A run of entries:

------------------------

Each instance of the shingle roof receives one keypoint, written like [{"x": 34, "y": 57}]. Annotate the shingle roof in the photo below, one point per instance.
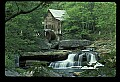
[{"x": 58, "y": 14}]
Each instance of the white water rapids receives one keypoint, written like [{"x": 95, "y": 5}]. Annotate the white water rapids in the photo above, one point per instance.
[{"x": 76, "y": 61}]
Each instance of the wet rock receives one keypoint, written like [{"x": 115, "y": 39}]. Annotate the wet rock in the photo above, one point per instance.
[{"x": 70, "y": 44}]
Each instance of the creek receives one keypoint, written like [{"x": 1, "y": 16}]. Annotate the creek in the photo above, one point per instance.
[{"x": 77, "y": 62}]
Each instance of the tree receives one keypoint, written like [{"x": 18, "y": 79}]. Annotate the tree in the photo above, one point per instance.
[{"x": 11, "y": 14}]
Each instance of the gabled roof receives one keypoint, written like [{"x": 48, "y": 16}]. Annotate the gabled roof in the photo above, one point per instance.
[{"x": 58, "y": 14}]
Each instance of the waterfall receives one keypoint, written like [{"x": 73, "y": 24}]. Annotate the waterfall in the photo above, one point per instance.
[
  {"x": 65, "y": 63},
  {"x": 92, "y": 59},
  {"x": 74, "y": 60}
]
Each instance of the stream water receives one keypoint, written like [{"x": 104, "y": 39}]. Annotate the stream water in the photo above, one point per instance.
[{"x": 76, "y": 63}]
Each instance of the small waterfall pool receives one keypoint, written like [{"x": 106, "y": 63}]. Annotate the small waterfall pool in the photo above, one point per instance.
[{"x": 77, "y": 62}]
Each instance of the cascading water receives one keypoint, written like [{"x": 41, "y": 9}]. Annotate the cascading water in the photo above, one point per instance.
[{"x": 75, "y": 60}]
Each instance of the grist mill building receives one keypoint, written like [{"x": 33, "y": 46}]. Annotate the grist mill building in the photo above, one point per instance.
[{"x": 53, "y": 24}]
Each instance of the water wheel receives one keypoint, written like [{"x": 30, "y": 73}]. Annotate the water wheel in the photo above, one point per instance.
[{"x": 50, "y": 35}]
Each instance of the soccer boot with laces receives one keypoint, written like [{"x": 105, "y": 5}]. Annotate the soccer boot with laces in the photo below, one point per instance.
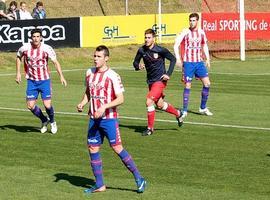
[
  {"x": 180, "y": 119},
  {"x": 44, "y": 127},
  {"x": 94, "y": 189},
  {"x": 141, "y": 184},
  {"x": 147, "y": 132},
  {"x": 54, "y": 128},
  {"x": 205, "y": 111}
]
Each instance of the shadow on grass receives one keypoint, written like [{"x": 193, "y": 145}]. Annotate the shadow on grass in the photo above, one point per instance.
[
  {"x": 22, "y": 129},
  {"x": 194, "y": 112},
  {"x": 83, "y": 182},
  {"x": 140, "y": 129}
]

------------------------

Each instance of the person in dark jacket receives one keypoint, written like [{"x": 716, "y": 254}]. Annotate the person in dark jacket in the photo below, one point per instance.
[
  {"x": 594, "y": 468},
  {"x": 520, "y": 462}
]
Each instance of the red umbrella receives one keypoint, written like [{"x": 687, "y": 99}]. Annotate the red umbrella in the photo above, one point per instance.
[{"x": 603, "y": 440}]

------------------------

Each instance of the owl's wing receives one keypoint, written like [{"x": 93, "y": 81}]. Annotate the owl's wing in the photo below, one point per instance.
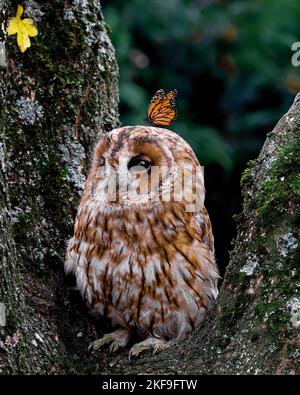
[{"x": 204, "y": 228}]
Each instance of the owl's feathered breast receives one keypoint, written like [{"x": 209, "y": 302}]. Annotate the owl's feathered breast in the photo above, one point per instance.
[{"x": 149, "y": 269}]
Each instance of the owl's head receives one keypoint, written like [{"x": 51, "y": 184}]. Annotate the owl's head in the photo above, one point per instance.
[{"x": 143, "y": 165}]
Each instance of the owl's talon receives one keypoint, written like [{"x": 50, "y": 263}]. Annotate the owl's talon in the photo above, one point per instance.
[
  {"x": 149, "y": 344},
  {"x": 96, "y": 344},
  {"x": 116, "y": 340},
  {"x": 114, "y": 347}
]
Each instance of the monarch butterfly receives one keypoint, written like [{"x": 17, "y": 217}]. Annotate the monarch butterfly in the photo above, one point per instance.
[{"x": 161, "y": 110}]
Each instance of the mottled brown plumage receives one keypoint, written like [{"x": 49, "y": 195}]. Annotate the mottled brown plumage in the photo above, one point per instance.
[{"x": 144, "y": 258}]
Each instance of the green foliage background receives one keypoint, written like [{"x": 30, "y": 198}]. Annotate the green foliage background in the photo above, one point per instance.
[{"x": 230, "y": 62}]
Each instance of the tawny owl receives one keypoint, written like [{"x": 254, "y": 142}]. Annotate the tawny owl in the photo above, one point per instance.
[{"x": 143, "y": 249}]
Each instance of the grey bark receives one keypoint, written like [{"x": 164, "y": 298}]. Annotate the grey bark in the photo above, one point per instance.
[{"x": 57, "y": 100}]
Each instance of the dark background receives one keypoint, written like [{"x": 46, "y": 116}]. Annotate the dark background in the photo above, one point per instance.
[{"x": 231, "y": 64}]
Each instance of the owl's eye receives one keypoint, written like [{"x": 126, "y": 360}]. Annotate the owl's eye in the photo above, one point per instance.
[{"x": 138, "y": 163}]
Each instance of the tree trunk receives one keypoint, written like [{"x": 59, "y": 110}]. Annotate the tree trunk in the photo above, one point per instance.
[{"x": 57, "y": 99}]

------------------------

Which lines of the entries above contain the string "roof", matching its case exactly? List each of those lines in full.

Each instance of the shingle roof receives one keypoint, written like [{"x": 34, "y": 57}]. Annotate the shingle roof in the photo below, one point per instance.
Each instance of the gabled roof receives one keypoint, written like [{"x": 48, "y": 16}]. Annotate the gabled roof in the photo above, one point per instance.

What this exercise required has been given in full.